Scheduling & Deploying ML Pipeline Endpoints in Azure Machine Learning

Ashley Peterson
Slalom Data & AI

--

By Ashley Peterson and Emily Huskins

In our previous post, we created a model training pipeline to classify AirBnb listings based on the dwelling attributes. After creating a Machine Learning (ML) Pipeline in Azure, the next step is to deploy the pipeline. Using the model training pipeline, we wanted to set a retraining schedule and create a second pipeline to generate predictions when a new file was added to Blob Storage.

First, we created the second pipeline, the model prediction pipeline, which would call the model we previously trained. Next, we published the two pipelines to REST endpoints. Then, we created schedules for each pipeline — one time-based and one change-based.

Creating the Model Prediction Pipeline

The model prediction pipeline has two steps. The first is the data preparation step, which mirrors the data preparation step from the model training pipeline to ensure the same features are created for predictions. The second step calls the model saved in the workspace and makes predictions on the new data. We are storing and reading our data directly from Azure Blob Storage. Within an Workspace, you can register your data and read datasets from the Workspace instead of connecting directly to a storage service.

Step 1: Data Prep

We used our data_prep script from the training pipeline as a starting point. The challenge we ran into with the AirBnb data was that some of the categorical features had numerous values. For example, property type had 28 possible categories. Not every category for property type was represented in the new data file, so we needed to update our script to preform One Hot Encoding to include all the possible categorical values.

To allow for scheduling the pipeline later on, we created a DataPath parameter as a dynamic input to the pipeline. We will explain the DataPath parameter in the change-based scheduling section. For testing the prediction pipeline, the DataPath parameter is a static input that passes the path of our CSV file in Blob Storage.

data_path_input = (datapath1_pipeline_param,
DataPathComputeBinding(mode = ‘mount’))
data_prep_step = PythonScriptStep(name = 'Data Preparation',
script_name = 'data_prep_predictions.py',arguments = ["--input_data_path", data_path_input,"--string_parameter", string_pipeline_param,"--output_data", cleansed_data],inputs = [data_path_input], outputs = [cleansed_data],compute_target = compute_target,runconfig = run_config,allow_reuse = True)

Step 2: Model Predictions

Using the model registered to the Workspace from the AutoML Training Pipeline, we made predictions on a new set of data and output the results. The code below pulls the model registered in the Workspace and returns the predictions to a Blob container. The output_path is an input to this step and defines the path in Blob Storage where the results are stored.

reg_model_path = Model.get_model_path(args.model_name)best_model = joblib.load(reg_model_path)
predictions = best_model.predict(x)
output_path = os.path.join(args.output_dir, 'predictions_' +
str(datetime.datetime.now().date()))
airbnb.to_csv(output_path + '.csv', index=False)

Publishing the Pipelines to REST endpoints

After creating the model prediction pipeline, we leveraged the Python SDK to create a REST endpoint. Within the Workspace, you can create endpoints for either a model or a pipeline depending on how you would like to use the output. Since we were not creating a web app to make real-time predictions, we chose to create a pipeline endpoint. You also have the option to enable versioning for your pipeline, so that the endpoint remains the same even if you update the pipeline. Creating the endpoint allows us to run the pipeline outside of the Jupyter Notebook that was used to create it.

**Portion of a data file**
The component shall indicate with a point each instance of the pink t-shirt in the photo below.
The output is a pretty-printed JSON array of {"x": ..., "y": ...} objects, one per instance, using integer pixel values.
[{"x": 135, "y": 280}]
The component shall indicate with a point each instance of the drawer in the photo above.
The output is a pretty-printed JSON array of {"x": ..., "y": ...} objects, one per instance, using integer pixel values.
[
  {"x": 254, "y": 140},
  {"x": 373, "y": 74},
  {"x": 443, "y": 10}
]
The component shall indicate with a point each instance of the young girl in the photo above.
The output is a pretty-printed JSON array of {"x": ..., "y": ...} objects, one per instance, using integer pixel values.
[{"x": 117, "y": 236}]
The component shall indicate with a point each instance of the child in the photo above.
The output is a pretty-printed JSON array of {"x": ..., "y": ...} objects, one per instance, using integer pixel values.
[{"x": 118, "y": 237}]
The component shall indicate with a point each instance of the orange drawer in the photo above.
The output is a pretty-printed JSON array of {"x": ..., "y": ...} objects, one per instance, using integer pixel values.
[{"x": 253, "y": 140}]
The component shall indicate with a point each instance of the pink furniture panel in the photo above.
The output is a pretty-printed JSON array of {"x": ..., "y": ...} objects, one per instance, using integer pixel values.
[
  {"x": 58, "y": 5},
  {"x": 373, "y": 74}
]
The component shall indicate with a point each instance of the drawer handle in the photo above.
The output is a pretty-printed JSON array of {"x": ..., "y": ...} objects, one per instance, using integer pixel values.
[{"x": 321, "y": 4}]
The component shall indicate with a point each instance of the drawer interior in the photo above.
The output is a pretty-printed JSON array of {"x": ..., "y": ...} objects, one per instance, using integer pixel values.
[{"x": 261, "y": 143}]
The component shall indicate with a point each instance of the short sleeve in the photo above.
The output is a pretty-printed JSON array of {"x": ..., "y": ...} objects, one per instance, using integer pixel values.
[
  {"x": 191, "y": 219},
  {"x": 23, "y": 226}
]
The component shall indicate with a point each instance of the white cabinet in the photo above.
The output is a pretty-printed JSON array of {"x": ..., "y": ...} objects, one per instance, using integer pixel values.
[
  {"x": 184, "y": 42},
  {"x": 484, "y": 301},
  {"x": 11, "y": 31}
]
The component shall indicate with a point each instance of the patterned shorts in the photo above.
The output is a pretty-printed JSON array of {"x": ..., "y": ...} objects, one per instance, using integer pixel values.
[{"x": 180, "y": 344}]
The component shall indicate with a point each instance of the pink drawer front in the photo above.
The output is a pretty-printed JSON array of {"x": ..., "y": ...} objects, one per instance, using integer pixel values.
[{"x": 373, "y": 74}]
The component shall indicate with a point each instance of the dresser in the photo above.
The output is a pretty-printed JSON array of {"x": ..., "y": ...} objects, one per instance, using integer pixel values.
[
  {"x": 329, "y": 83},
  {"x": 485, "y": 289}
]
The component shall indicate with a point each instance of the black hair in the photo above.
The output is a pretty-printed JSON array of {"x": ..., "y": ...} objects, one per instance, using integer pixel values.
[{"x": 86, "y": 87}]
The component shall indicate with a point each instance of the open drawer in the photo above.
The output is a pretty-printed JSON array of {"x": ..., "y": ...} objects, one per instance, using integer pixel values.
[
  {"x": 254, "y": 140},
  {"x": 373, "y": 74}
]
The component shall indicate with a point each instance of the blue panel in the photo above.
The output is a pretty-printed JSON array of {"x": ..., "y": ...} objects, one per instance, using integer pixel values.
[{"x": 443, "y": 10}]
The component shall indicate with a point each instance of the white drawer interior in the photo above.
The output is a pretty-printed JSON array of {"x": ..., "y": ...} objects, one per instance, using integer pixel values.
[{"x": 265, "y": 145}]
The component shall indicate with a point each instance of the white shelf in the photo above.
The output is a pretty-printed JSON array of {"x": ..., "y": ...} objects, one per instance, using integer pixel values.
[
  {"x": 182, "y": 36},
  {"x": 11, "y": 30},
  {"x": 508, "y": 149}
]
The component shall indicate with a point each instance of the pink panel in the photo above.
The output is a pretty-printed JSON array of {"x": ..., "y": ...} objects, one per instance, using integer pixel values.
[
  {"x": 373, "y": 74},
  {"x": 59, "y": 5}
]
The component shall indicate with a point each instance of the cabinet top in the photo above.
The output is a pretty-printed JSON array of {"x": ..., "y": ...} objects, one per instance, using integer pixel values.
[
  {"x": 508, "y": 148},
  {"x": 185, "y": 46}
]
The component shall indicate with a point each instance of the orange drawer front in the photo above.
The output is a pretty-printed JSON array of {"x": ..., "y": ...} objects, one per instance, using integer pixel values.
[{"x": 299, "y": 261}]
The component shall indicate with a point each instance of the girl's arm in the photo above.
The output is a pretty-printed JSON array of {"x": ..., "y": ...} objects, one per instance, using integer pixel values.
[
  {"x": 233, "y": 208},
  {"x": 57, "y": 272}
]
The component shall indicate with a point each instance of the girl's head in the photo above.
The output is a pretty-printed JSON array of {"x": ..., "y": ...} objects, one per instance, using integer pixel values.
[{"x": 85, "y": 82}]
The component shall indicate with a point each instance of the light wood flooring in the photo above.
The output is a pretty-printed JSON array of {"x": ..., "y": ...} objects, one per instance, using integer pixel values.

**Your instructions**
Repeat word for word the passage of the Azure pipeline article that opens with the words containing "To allow for" and closes with "run_config,allow_reuse = True)". These records have no connection to the Azure pipeline article.

**Reply to the exercise**
To allow for scheduling the pipeline later on, we created a DataPath parameter as a dynamic input to the pipeline. We will explain the DataPath parameter in the change-based scheduling section. For testing the prediction pipeline, the DataPath parameter is a static input that passes the path of our CSV file in Blob Storage.

data_path_input = (datapath1_pipeline_param,
DataPathComputeBinding(mode = ‘mount’))
data_prep_step = PythonScriptStep(name = 'Data Preparation',
script_name = 'data_prep_predictions.py',arguments = ["--input_data_path", data_path_input,"--string_parameter", string_pipeline_param,"--output_data", cleansed_data],inputs = [data_path_input], outputs = [cleansed_data],compute_target = compute_target,runconfig = run_config,allow_reuse = True)